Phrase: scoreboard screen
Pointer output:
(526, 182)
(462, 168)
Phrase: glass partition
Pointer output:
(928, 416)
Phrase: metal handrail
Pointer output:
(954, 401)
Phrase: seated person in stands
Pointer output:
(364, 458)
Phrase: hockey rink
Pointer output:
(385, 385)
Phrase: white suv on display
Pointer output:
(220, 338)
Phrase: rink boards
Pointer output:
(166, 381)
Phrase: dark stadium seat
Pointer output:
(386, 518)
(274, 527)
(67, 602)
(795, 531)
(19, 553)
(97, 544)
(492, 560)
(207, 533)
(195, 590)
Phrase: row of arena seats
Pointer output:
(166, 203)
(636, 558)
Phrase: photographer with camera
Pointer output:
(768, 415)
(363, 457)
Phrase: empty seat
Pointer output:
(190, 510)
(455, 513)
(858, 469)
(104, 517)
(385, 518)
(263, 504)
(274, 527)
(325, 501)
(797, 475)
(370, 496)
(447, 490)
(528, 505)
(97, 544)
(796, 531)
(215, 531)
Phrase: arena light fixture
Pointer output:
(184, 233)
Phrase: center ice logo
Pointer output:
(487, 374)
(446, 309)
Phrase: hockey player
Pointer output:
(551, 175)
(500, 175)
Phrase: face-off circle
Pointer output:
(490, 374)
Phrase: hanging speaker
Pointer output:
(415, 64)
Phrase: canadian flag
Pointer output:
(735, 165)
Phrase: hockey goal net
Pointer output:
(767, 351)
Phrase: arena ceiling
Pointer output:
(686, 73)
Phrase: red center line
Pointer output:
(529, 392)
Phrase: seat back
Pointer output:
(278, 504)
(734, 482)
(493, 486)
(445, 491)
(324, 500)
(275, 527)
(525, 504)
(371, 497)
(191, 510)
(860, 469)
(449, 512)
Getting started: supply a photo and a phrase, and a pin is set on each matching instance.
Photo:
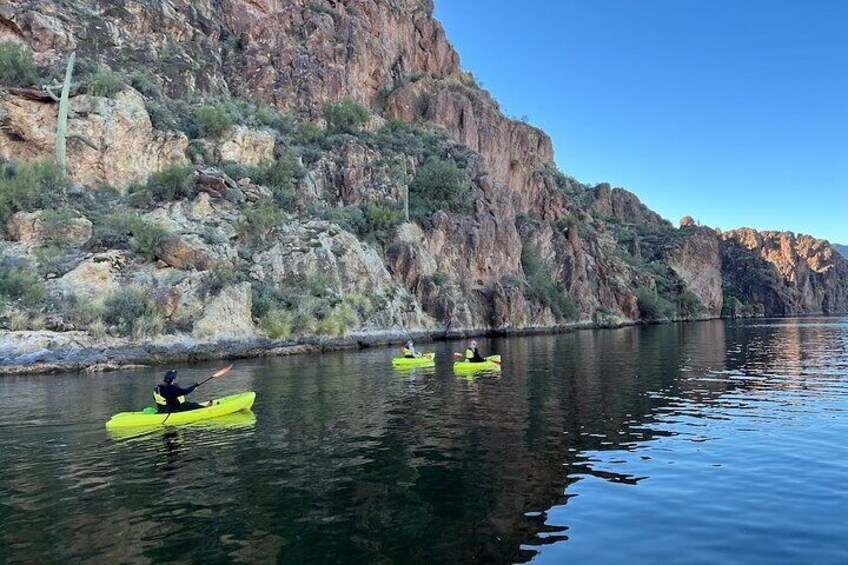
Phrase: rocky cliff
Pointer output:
(247, 175)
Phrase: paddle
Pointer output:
(217, 374)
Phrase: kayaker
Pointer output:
(170, 397)
(472, 354)
(410, 352)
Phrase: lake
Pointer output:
(709, 442)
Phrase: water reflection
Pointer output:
(350, 460)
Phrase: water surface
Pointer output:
(690, 443)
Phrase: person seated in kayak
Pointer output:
(170, 397)
(472, 354)
(410, 352)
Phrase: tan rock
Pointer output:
(246, 146)
(128, 147)
(95, 277)
(183, 253)
(228, 315)
(697, 261)
(167, 301)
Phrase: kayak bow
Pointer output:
(492, 363)
(423, 361)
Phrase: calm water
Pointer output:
(695, 443)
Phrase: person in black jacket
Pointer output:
(170, 397)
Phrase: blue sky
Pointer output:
(733, 112)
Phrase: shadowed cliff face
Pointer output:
(524, 246)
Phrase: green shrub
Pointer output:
(381, 219)
(211, 121)
(338, 321)
(128, 231)
(258, 219)
(56, 227)
(542, 286)
(319, 284)
(345, 115)
(82, 311)
(689, 304)
(29, 186)
(280, 176)
(104, 82)
(147, 238)
(16, 66)
(20, 283)
(172, 183)
(438, 185)
(277, 323)
(652, 306)
(132, 313)
(309, 133)
(144, 81)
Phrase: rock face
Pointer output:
(522, 245)
(787, 274)
(228, 315)
(246, 146)
(129, 149)
(696, 260)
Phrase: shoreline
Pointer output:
(62, 352)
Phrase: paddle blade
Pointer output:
(222, 372)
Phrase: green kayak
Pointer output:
(424, 361)
(220, 407)
(492, 363)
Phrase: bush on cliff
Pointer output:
(652, 306)
(128, 231)
(104, 82)
(258, 219)
(172, 183)
(132, 313)
(542, 286)
(346, 115)
(438, 185)
(29, 186)
(16, 65)
(211, 121)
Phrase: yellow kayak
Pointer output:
(242, 419)
(220, 407)
(423, 361)
(492, 363)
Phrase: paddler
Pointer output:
(170, 397)
(410, 352)
(472, 354)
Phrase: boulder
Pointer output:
(246, 146)
(228, 315)
(184, 252)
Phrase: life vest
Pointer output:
(160, 400)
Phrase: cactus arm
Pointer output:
(62, 123)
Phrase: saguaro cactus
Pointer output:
(62, 134)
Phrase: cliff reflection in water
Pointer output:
(350, 461)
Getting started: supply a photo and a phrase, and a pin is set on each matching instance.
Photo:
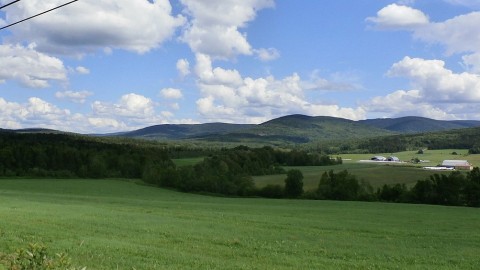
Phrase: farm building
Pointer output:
(457, 164)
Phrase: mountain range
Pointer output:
(289, 129)
(298, 129)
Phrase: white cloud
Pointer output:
(438, 92)
(472, 62)
(227, 96)
(106, 124)
(171, 93)
(215, 26)
(459, 35)
(35, 113)
(76, 97)
(266, 55)
(82, 70)
(183, 67)
(437, 83)
(467, 3)
(130, 106)
(89, 25)
(29, 67)
(399, 17)
(406, 103)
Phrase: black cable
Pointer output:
(10, 4)
(1, 28)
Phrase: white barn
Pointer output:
(457, 164)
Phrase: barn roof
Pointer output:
(455, 163)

-------------------------

How to complete this task
From the first line to the last, copy the listing above exactly, dropping all images.

Worked solution
Phrase: scoreboard screen
Pointer output:
(526, 182)
(462, 168)
Phrase: glass partition
Pointer output:
(928, 416)
Phrase: metal handrail
Pointer output:
(954, 401)
Phrase: seated person in stands
Pointer output:
(364, 458)
Phrase: hockey rink
Pointer output:
(385, 385)
Phrase: white suv on display
Pointer output:
(220, 338)
Phrase: rink boards
Pointer output:
(166, 381)
Phrase: dark stadium seat
Pointer output:
(386, 518)
(274, 527)
(67, 602)
(795, 531)
(19, 553)
(97, 544)
(492, 560)
(207, 533)
(195, 590)
Phrase: row of arena seats
Pointer output:
(166, 203)
(636, 558)
Phrase: photographer with camera
Pointer output:
(768, 415)
(363, 457)
Phrase: empty seat
Pointer output:
(190, 510)
(455, 513)
(858, 469)
(104, 517)
(385, 518)
(263, 504)
(274, 527)
(325, 501)
(797, 475)
(370, 496)
(447, 490)
(528, 505)
(97, 544)
(796, 531)
(215, 531)
Phrase: arena light fixture
Pointer output:
(184, 233)
Phrase: center ice logo
Pointer output:
(487, 374)
(446, 309)
Phrase: hockey player
Pointer output:
(551, 175)
(500, 175)
Phrase: face-off circle
Pointer output:
(490, 374)
Phrase: hanging speaker
Pointer output:
(415, 64)
Phrase: canadian flag
Pointer output:
(735, 165)
Phrase: hockey goal net
Pointer output:
(767, 351)
Phrase: arena ceiling
Pointer output:
(686, 73)
Phrase: red center line
Pointer output:
(529, 392)
Phrase: seat back
Pointer output:
(278, 504)
(734, 482)
(493, 486)
(445, 491)
(324, 500)
(275, 527)
(525, 504)
(371, 497)
(191, 510)
(860, 469)
(449, 512)
Getting started: supply a photo and a phrase, and a pin is set on each matching instance.
Photo:
Phrase: rocky cliff
Pointer output:
(247, 175)
Phrase: paddle
Pointer output:
(217, 374)
Phrase: kayaker
Pointer output:
(170, 397)
(472, 354)
(410, 352)
Phrase: lake
Pointer output:
(709, 442)
Phrase: water reflection
Pointer output:
(350, 460)
Phrase: water surface
Pointer output:
(690, 443)
Phrase: person seated in kayak
Pointer output:
(170, 397)
(472, 354)
(410, 352)
Phrase: tan rock
Pointer output:
(246, 146)
(128, 147)
(95, 277)
(183, 253)
(228, 315)
(697, 261)
(167, 301)
Phrase: kayak bow
Pointer output:
(492, 363)
(423, 361)
Phrase: calm water
Pointer output:
(695, 443)
Phrase: person in black jacket
Pointer output:
(170, 397)
Phrase: blue sky
Pointer output:
(733, 112)
Phrase: shadowed cliff face
Pointer output:
(524, 246)
Phrase: green shrub
Pointer output:
(381, 219)
(211, 121)
(338, 321)
(128, 231)
(258, 219)
(56, 227)
(542, 286)
(319, 284)
(345, 115)
(82, 311)
(689, 304)
(29, 186)
(280, 176)
(104, 82)
(147, 238)
(16, 66)
(20, 283)
(172, 183)
(438, 185)
(277, 323)
(652, 306)
(132, 313)
(309, 133)
(144, 81)
Phrase: rock face
Pointer output:
(522, 245)
(787, 274)
(228, 315)
(246, 146)
(129, 149)
(696, 260)
Phrase: shoreline
Pointer output:
(62, 352)
Phrase: paddle blade
Pointer output:
(222, 372)
Phrase: green kayak
Pointer output:
(424, 361)
(220, 407)
(492, 363)
Phrase: bush on cliff
Pointer output:
(652, 306)
(128, 231)
(104, 82)
(258, 219)
(172, 183)
(132, 313)
(542, 286)
(346, 115)
(438, 185)
(29, 186)
(16, 65)
(211, 121)
Phrase: yellow kayak
Pointer output:
(242, 419)
(220, 407)
(423, 361)
(492, 363)
Phrase: paddler
Pointer output:
(170, 397)
(410, 352)
(472, 354)
Phrase: boulder
Pointer output:
(246, 146)
(228, 315)
(184, 252)
Phrase: life vest
Pointer output:
(160, 400)
Phrase: cactus arm
Pointer output:
(62, 123)
Phrase: saguaro cactus
Pointer output:
(62, 134)
Phrase: cliff reflection in water
Pointer output:
(350, 461)
Getting started: supply a photo and a phrase, and a pin is set on each matching instance.
Photo:
Phrase: farm building
Pointer output:
(457, 164)
Phrase: mountain range
Pointer output:
(289, 129)
(298, 129)
Phrase: white cloud
Pointer output:
(438, 92)
(472, 62)
(227, 96)
(106, 124)
(171, 93)
(215, 26)
(459, 35)
(35, 113)
(76, 97)
(266, 55)
(82, 70)
(183, 67)
(437, 83)
(467, 3)
(130, 106)
(89, 25)
(29, 67)
(399, 17)
(406, 103)
Phrase: black cable
Pointer output:
(10, 4)
(1, 28)
Phrase: white barn
Pointer output:
(457, 164)
Phrase: barn roof
Pointer output:
(455, 163)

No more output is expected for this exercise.